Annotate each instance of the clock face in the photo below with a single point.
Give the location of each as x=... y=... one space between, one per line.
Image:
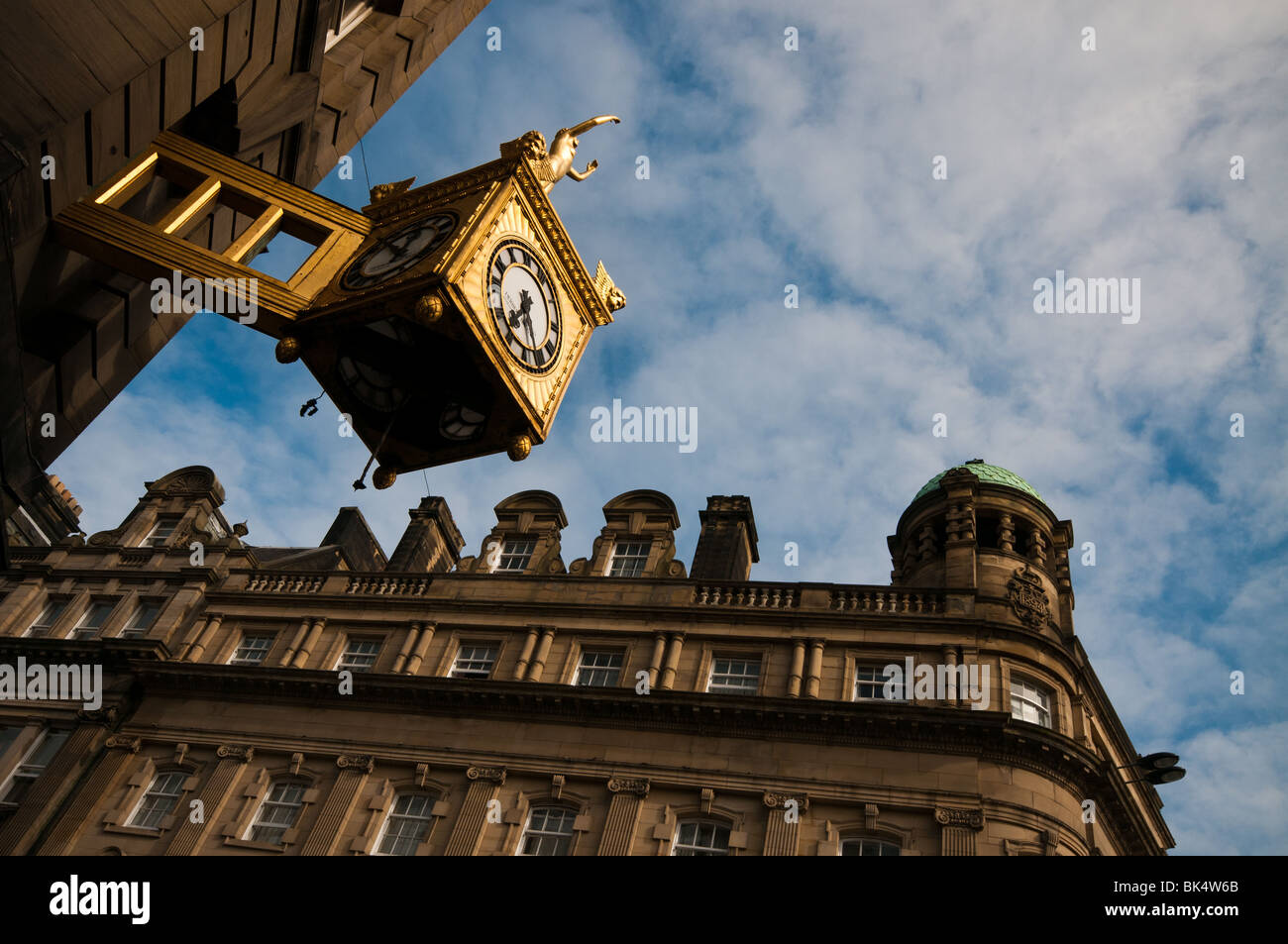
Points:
x=399 y=252
x=524 y=305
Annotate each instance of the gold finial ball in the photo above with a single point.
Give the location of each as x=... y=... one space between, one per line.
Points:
x=519 y=447
x=287 y=349
x=429 y=308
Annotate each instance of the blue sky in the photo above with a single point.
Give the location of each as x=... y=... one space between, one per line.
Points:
x=812 y=167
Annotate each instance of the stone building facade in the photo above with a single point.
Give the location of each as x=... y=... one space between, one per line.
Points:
x=333 y=700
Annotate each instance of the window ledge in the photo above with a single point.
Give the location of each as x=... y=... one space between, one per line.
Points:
x=134 y=831
x=249 y=844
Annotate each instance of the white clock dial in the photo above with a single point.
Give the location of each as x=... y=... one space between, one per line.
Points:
x=524 y=305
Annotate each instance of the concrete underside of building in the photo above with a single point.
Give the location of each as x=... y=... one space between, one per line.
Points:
x=329 y=700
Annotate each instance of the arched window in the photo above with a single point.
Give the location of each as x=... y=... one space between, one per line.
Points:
x=278 y=813
x=699 y=837
x=159 y=801
x=549 y=831
x=868 y=846
x=1030 y=700
x=407 y=824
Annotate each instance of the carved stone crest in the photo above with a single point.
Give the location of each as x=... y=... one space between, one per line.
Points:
x=629 y=785
x=359 y=762
x=493 y=775
x=1028 y=599
x=778 y=801
x=973 y=819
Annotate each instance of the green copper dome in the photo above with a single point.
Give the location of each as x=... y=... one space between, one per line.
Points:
x=987 y=472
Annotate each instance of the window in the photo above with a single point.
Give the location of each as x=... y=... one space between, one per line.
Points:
x=33 y=765
x=160 y=800
x=1030 y=702
x=549 y=832
x=599 y=669
x=515 y=554
x=161 y=531
x=868 y=848
x=278 y=811
x=407 y=824
x=734 y=675
x=145 y=614
x=360 y=655
x=91 y=621
x=473 y=662
x=48 y=616
x=870 y=684
x=252 y=651
x=695 y=837
x=629 y=559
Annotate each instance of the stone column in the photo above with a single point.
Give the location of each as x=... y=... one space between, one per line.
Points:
x=207 y=633
x=623 y=813
x=529 y=643
x=301 y=656
x=400 y=659
x=951 y=695
x=417 y=655
x=214 y=796
x=468 y=831
x=296 y=642
x=957 y=836
x=673 y=661
x=782 y=824
x=815 y=668
x=794 y=681
x=98 y=786
x=539 y=660
x=655 y=664
x=338 y=805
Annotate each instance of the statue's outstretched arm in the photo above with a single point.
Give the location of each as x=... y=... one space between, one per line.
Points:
x=583 y=174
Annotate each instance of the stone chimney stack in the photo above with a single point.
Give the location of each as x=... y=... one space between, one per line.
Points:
x=726 y=546
x=432 y=543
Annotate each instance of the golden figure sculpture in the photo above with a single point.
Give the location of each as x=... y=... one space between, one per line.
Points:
x=565 y=149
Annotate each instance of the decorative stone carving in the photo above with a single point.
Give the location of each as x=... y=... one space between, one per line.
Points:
x=926 y=544
x=971 y=819
x=706 y=797
x=1028 y=597
x=1006 y=532
x=103 y=716
x=629 y=785
x=778 y=801
x=1037 y=548
x=493 y=775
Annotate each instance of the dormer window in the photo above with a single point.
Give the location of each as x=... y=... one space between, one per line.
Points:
x=515 y=554
x=629 y=559
x=91 y=621
x=161 y=532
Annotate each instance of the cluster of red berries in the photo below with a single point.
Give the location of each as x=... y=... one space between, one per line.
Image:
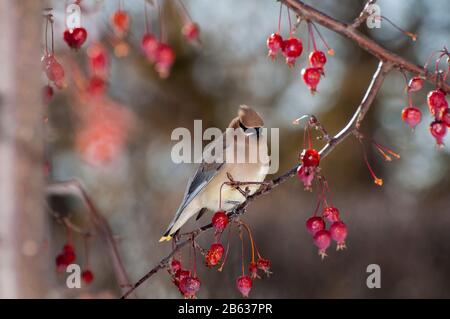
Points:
x=68 y=256
x=187 y=282
x=292 y=48
x=437 y=105
x=161 y=54
x=310 y=159
x=316 y=226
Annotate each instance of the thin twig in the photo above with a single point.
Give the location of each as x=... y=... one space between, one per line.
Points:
x=367 y=44
x=74 y=187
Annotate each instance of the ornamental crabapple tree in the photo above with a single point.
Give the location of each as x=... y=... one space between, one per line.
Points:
x=103 y=136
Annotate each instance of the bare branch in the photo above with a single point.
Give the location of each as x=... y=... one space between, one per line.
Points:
x=367 y=44
x=74 y=187
x=351 y=127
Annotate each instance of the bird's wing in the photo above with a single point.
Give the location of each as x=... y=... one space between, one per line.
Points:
x=206 y=171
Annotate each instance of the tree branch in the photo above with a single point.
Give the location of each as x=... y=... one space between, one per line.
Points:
x=74 y=187
x=367 y=44
x=351 y=127
x=388 y=61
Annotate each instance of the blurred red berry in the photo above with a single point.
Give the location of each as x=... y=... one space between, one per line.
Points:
x=415 y=84
x=96 y=86
x=175 y=265
x=411 y=115
x=253 y=270
x=338 y=232
x=220 y=221
x=214 y=254
x=322 y=240
x=306 y=175
x=317 y=59
x=331 y=214
x=191 y=31
x=98 y=59
x=61 y=262
x=165 y=57
x=446 y=117
x=315 y=224
x=310 y=157
x=274 y=44
x=120 y=22
x=438 y=129
x=264 y=265
x=149 y=45
x=311 y=77
x=189 y=286
x=75 y=37
x=87 y=276
x=437 y=103
x=292 y=49
x=244 y=285
x=47 y=94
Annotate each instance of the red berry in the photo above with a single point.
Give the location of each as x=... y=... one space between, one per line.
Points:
x=311 y=77
x=264 y=265
x=165 y=56
x=87 y=276
x=411 y=115
x=47 y=94
x=315 y=224
x=68 y=248
x=75 y=37
x=415 y=84
x=175 y=265
x=54 y=70
x=214 y=254
x=292 y=49
x=253 y=270
x=310 y=157
x=274 y=44
x=121 y=22
x=98 y=59
x=244 y=285
x=438 y=129
x=180 y=274
x=317 y=59
x=338 y=231
x=437 y=103
x=322 y=240
x=189 y=286
x=191 y=31
x=149 y=45
x=306 y=175
x=331 y=213
x=220 y=221
x=446 y=117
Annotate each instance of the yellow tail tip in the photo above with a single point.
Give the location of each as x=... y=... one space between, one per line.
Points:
x=165 y=238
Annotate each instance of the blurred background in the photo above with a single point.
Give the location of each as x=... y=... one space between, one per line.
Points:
x=126 y=167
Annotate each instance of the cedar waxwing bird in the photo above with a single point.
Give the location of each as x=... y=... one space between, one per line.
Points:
x=206 y=190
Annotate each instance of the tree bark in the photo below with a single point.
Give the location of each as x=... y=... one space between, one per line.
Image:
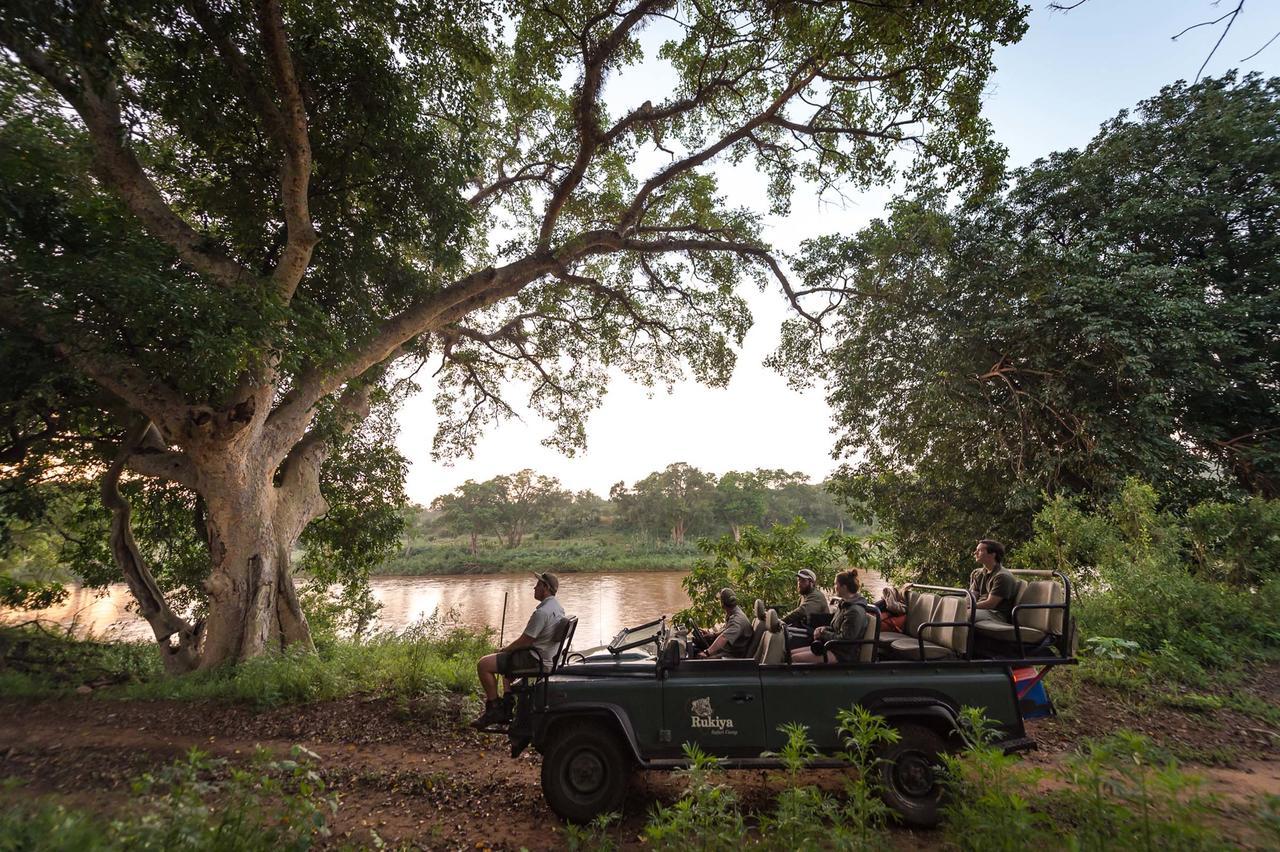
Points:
x=252 y=527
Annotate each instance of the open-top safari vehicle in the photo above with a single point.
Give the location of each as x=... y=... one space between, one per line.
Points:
x=595 y=715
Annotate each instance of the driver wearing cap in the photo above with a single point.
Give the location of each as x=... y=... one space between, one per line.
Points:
x=812 y=600
x=519 y=655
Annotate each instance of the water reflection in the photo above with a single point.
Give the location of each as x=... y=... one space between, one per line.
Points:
x=603 y=601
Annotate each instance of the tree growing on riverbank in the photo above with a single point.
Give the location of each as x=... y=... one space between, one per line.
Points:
x=227 y=225
x=1111 y=314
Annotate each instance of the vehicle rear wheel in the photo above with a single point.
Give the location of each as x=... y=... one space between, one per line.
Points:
x=584 y=772
x=909 y=775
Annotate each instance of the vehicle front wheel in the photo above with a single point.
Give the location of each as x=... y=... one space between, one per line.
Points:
x=584 y=772
x=909 y=775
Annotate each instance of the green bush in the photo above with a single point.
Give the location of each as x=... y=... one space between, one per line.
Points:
x=988 y=805
x=196 y=805
x=1123 y=793
x=763 y=564
x=432 y=656
x=1193 y=592
x=707 y=816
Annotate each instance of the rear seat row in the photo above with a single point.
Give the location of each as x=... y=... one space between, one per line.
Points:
x=940 y=626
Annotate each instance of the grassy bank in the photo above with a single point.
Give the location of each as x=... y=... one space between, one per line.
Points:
x=432 y=662
x=611 y=552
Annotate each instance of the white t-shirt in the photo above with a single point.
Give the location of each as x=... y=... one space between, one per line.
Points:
x=542 y=626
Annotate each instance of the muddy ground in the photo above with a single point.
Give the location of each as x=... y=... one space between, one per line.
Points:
x=437 y=784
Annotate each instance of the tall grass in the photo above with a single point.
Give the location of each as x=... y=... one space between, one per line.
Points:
x=434 y=656
x=595 y=553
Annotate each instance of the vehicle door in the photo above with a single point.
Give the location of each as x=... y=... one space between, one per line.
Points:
x=714 y=704
x=809 y=695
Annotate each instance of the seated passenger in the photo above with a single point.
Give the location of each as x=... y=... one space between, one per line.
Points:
____________________
**Problem statement**
What lines above contain the word "white"? Please copy each one.

**Written reply**
Annotate each instance of the white clock dial in the photo above with a single point.
Annotate each instance of the white t-shirt in the photo above with a single point.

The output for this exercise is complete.